GIVEN INFORMATION:
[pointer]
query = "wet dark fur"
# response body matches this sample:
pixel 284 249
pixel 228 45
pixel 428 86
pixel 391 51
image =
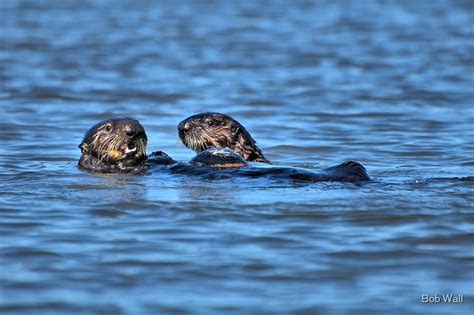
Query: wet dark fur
pixel 214 130
pixel 114 145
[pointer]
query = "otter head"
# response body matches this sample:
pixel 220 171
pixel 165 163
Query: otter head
pixel 113 141
pixel 214 130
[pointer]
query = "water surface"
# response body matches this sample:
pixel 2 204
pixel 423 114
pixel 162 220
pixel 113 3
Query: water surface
pixel 316 83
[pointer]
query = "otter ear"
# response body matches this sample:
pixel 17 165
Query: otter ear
pixel 84 148
pixel 235 130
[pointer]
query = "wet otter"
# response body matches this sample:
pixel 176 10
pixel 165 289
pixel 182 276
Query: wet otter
pixel 214 130
pixel 214 136
pixel 114 145
pixel 119 145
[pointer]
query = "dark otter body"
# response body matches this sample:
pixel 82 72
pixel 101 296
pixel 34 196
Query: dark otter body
pixel 213 163
pixel 214 130
pixel 119 145
pixel 116 145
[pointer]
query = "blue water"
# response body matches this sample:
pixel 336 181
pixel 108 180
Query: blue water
pixel 388 84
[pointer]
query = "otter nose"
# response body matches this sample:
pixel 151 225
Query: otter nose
pixel 184 126
pixel 130 131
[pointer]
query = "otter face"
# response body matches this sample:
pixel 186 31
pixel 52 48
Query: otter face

SHORT EXERCISE: Reproduce all of the records above line for line, with no changes, and leave the pictures out of your copy.

RESPONSE TO THE TASK:
[pointer]
query = "wet dark fur"
# response body matches this sample:
pixel 284 249
pixel 228 45
pixel 428 86
pixel 391 51
image =
Query: wet dark fur
pixel 214 130
pixel 114 145
[pointer]
query = "otter head"
# response body matches this sample:
pixel 220 171
pixel 165 163
Query: otter head
pixel 113 141
pixel 214 130
[pointer]
query = "water surface"
# response body matches this sample:
pixel 2 204
pixel 423 114
pixel 162 220
pixel 113 3
Query: water surface
pixel 316 83
[pointer]
query = "otter ear"
# response body matches this sample:
pixel 17 165
Query: otter ear
pixel 84 148
pixel 235 130
[pointer]
query = "wet otter"
# response body matches this sample:
pixel 176 10
pixel 165 289
pixel 182 276
Query: wet otter
pixel 214 130
pixel 214 136
pixel 114 145
pixel 119 145
[pointer]
query = "dark otter body"
# response body matches this sample:
pixel 82 72
pixel 101 296
pixel 34 196
Query: dark otter body
pixel 213 163
pixel 214 130
pixel 119 145
pixel 116 145
[pointer]
query = "blue water"
# response body matches this sample:
pixel 336 181
pixel 108 180
Query: blue water
pixel 388 84
[pointer]
query = "otter nose"
# response body matches this sample:
pixel 151 225
Query: otter nose
pixel 184 126
pixel 130 131
[pointer]
query = "otter face"
# response body matches this sample:
pixel 186 31
pixel 52 48
Query: otter face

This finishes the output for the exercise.